• **EXERCISE REQUIREMENTS**
Retype the entire article about Eric Edwards' one-man show, word for word.

The Weight is Over

LINK: http://articles.latimes.com/2001/feb/02/local/me-20135

Valley Life | drama

Heavy Thoughts
One-man show traces emotional road to losing 210 pounds.

February 02, 2001|KATHERINE TOLFORD | SPECIAL TO THE TIMES

Eric Edwards lost 210 pounds by walking a few miles in other people's shoes. In "The Weight is Over," a one-man production at Playhouse West in North Hollywood, Edwards takes the audience on his trail to lose weight.

Although he consulted a personal trainer to help him slim down, Edwards' focus in "Weight" is about understanding the emotional factors that led to his triple-digit weight gain by portraying some of the influential people in his life. He plays the roles of his lesbian mother and her girlfriend, his deceased father, boyfriends of women he's had crushes on and James Dean as "the rebel without a male role model."

"I had to deal with the emotional weight to conquer the physical weight" Edwards said in a recent interview.

The 34-year-old actor, who now weighs 155 pounds, draws on his comedic background (he played the funny fat guy in a string of movies, including "Sgt. Bilko," "Blade," "The Little Rascals," "National Lampoon's Senior Trip" and "Problem Child 2") to find the humor in the most poignant and critical moments in his life.

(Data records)
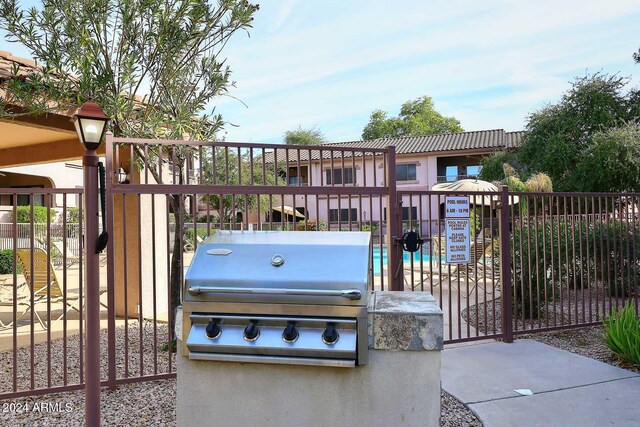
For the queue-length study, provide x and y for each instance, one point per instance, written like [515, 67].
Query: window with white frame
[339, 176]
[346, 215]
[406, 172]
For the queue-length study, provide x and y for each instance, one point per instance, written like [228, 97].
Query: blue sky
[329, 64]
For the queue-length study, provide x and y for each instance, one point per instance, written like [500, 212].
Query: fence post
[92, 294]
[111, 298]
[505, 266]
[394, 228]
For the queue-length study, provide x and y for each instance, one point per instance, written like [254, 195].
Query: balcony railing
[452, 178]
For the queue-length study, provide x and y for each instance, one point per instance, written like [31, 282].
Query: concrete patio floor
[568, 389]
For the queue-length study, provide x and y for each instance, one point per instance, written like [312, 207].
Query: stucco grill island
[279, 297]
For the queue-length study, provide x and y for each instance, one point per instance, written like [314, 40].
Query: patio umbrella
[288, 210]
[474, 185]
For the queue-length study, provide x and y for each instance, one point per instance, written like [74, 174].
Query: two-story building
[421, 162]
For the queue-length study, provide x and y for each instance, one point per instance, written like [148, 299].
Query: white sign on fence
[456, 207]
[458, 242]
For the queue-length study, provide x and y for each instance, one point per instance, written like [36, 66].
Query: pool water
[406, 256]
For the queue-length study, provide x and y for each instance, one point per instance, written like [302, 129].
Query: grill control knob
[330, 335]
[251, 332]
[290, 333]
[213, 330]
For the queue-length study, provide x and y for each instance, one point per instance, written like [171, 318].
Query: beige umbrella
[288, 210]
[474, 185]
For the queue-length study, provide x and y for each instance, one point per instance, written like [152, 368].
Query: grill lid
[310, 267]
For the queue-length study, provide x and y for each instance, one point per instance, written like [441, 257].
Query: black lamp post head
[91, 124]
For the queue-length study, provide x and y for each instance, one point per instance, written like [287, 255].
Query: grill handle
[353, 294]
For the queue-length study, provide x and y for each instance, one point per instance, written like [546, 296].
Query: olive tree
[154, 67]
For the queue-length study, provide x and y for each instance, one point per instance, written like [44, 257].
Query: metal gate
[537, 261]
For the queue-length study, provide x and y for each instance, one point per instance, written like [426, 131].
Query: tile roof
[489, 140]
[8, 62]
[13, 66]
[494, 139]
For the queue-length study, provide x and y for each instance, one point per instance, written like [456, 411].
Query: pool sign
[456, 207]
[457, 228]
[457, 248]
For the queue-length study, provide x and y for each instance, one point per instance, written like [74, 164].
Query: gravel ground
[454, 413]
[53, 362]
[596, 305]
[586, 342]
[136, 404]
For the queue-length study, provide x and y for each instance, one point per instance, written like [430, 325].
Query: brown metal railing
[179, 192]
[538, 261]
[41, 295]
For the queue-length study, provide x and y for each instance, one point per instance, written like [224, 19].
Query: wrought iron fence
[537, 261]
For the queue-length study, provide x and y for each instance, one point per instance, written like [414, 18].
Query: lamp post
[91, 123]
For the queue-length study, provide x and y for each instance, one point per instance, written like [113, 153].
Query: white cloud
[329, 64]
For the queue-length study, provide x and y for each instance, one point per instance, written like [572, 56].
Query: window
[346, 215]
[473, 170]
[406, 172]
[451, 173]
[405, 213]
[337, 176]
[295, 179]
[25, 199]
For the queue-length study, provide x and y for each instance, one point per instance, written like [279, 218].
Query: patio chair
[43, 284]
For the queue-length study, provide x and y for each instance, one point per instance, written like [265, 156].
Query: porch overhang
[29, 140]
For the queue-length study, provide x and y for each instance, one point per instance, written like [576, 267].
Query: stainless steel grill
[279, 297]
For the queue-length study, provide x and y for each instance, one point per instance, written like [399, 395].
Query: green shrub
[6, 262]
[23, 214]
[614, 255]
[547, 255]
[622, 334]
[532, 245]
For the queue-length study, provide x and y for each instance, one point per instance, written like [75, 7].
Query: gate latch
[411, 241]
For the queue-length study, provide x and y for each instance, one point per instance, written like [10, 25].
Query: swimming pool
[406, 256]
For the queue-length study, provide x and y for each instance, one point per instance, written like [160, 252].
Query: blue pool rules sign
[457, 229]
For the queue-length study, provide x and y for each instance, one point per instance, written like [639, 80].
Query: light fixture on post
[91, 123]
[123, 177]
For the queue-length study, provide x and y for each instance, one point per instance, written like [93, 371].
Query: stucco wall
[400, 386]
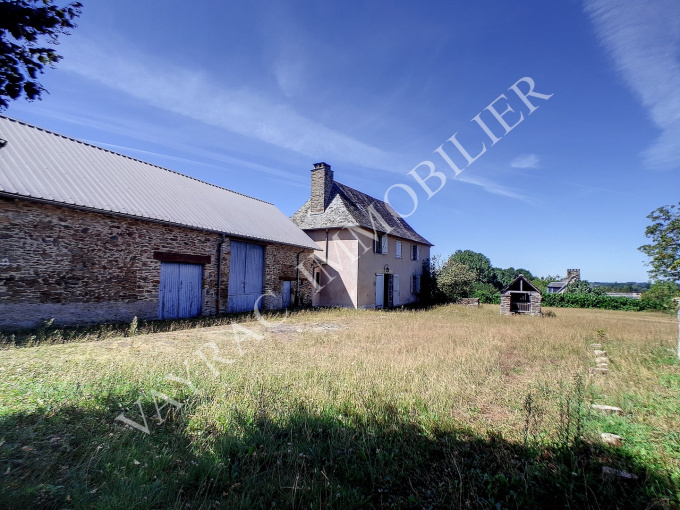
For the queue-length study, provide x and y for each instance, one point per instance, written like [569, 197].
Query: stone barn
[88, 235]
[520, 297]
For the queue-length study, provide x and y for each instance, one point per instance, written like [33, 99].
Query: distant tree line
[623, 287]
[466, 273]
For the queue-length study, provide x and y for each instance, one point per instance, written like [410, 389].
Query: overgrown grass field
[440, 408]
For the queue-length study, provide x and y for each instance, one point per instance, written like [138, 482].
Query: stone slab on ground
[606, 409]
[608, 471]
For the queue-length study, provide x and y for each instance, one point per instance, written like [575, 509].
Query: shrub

• **OUTPUT**
The Weight is Over

LINK: http://articles.latimes.com/2001/feb/02/local/me-20135

Valley Life | drama

Heavy Thoughts
One-man show traces emotional road to losing 210 pounds.

February 02, 2001|KATHERINE TOLFORD | SPECIAL TO THE TIMES

Eric Edwards lost 210 pounds by walking a few miles in other people's shoes. In "The Weight is Over," a one-man production at Playhouse West in North Hollywood, Edwards takes the audience on his trail to lose weight.

Although he consulted a personal trainer to help him slim down, Edwards' focus in "Weight" is about understanding the emotional factors that led to his triple-digit weight gain by portraying some of the influential people in his life. He plays the roles of his lesbian mother and her girlfriend, his deceased father, boyfriends of women he's had crushes on and James Dean as "the rebel without a male role model."

"I had to deal with the emotional weight to conquer the physical weight" Edwards said in a recent interview.

The 34-year-old actor, who now weighs 155 pounds, draws on his comedic background (he played the funny fat guy in a string of movies, including "Sgt. Bilko," "Blade," "The Little Rascals," "National Lampoon's Senior Trip" and "Problem Child 2") to find the humor in the most poignant and critical moments in his life.